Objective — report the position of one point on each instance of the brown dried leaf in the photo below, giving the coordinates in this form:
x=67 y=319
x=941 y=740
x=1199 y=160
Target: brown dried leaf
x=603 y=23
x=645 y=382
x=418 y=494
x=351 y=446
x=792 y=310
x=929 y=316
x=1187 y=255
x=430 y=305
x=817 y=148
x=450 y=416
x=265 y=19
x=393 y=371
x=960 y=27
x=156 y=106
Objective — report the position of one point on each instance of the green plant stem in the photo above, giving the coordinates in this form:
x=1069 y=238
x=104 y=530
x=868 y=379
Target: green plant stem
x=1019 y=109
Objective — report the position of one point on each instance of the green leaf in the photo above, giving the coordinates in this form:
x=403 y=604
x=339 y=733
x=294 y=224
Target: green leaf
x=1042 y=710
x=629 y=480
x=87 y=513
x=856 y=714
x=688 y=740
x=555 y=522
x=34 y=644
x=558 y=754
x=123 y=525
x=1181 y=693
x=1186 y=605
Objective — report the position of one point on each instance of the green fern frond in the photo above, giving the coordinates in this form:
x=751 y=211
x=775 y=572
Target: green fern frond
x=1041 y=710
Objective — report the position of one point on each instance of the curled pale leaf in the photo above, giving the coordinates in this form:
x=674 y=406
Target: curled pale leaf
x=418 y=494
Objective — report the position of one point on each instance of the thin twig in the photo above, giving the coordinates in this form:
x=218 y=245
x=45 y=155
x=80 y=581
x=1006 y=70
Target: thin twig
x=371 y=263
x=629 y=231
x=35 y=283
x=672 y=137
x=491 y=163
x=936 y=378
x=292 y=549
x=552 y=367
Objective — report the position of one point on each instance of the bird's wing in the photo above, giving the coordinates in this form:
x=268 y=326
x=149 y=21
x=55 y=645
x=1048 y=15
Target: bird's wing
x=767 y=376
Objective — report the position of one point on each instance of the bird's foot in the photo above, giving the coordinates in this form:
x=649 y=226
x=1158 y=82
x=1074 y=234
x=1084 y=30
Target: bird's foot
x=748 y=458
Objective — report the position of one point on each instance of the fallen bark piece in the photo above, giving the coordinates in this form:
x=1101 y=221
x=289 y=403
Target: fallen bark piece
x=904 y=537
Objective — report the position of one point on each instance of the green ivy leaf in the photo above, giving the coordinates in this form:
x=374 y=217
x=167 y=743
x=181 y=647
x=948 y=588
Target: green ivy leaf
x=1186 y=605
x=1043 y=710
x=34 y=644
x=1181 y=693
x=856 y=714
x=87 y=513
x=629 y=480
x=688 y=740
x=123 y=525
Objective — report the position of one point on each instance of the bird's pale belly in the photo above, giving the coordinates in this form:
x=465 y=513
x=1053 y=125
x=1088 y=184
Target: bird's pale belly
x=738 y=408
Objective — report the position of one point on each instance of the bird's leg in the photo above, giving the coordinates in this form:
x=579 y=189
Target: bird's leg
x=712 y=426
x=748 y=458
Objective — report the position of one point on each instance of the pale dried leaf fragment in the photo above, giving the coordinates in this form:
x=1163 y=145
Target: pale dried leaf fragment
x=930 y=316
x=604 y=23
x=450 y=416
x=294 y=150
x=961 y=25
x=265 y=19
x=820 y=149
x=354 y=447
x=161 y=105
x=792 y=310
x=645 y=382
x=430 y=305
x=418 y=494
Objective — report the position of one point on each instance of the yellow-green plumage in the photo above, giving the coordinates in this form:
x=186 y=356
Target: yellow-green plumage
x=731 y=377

--- --- ---

- [WRITTEN INSTRUCTION]: Can you update all the data above so that "report the position of" reads "give the location of" everywhere, with nothing else changed?

- [EXPECTED OUTPUT]:
Objective — give the location of one point on each instance of the brown dried leaf in the photo below, giving the coordinates in this form:
x=67 y=319
x=941 y=740
x=1199 y=160
Target: brown dried leaf
x=603 y=23
x=645 y=382
x=418 y=494
x=351 y=446
x=792 y=310
x=929 y=316
x=1187 y=255
x=430 y=305
x=817 y=148
x=450 y=416
x=265 y=19
x=393 y=371
x=960 y=27
x=156 y=106
Objective — give the location of one point on each instance of the green plant stem in the photo above, giving the coordinates in this form:
x=1069 y=238
x=104 y=530
x=868 y=379
Target: green plant stem
x=1019 y=109
Objective — give the location of one point on each instance of the green leaf in the photo above, giving the coordinates in this form:
x=403 y=604
x=339 y=733
x=294 y=224
Target: green leaf
x=1042 y=710
x=629 y=480
x=87 y=513
x=856 y=714
x=688 y=740
x=555 y=522
x=34 y=644
x=558 y=754
x=123 y=525
x=1181 y=693
x=1186 y=605
Objective — give the location of one point on each instance of the green fern frond in the photo above, giving the coordinates in this form:
x=751 y=211
x=775 y=572
Target: green fern frond
x=1041 y=710
Objective — give the location of one point on each instance of the curled pale leaf in the photo above, giving the coordinates in this form:
x=674 y=406
Target: curled pale leaf
x=418 y=494
Objective — give the location of one point on each instance of the thin twig in the photo above, giving the coordinates in this form:
x=218 y=245
x=45 y=155
x=80 y=581
x=1006 y=70
Target: thin twig
x=371 y=263
x=629 y=231
x=35 y=283
x=672 y=137
x=491 y=163
x=936 y=378
x=292 y=549
x=552 y=367
Objective — give the location of one point on each instance of the bird's wing in the photo above, giving the coordinates in this form:
x=268 y=326
x=149 y=21
x=55 y=645
x=1048 y=15
Target: bird's wing
x=767 y=376
Objective — give the location of one point on each instance of the bird's foot in the photo above, giving the coordinates in this form:
x=649 y=226
x=1158 y=82
x=1074 y=234
x=1084 y=30
Target: bird's foot
x=748 y=458
Objective — give the location of one point on each instance of the fallen bark piece in the photo above, giving the coordinates in this form:
x=1101 y=221
x=289 y=403
Target: fallen bark piece
x=904 y=537
Objective — give the location of one point on each instance of the green ivy leaf in the photo above, giving the coordinates in this form:
x=374 y=217
x=167 y=743
x=181 y=647
x=948 y=588
Target: green ivy leaf
x=1186 y=605
x=1043 y=710
x=34 y=644
x=1181 y=693
x=856 y=714
x=87 y=513
x=629 y=480
x=688 y=740
x=123 y=525
Objective — give the location of one point on each instance of the bird's pale belly in the photo above, giving the coordinates in this form:
x=465 y=513
x=1053 y=125
x=1088 y=184
Target: bird's pale belly
x=738 y=408
Objective — give the location of one point on each instance of the bird's leg in the photo above, giving the coordinates in this form:
x=579 y=189
Target: bird's leg
x=712 y=426
x=748 y=458
Objective — give the location of one point on each instance of the pale dried leaf fragment in the photo above, giving the coordinates in this form:
x=1163 y=145
Target: pale dried leaf fragment
x=930 y=316
x=604 y=23
x=450 y=416
x=294 y=150
x=961 y=25
x=265 y=19
x=820 y=149
x=354 y=447
x=161 y=105
x=792 y=310
x=645 y=382
x=430 y=305
x=418 y=494
Objective — give the location of one point on each instance of the yellow-green plumage in the photo above, giving the coordinates in this form:
x=186 y=356
Target: yellow-green plumage
x=731 y=377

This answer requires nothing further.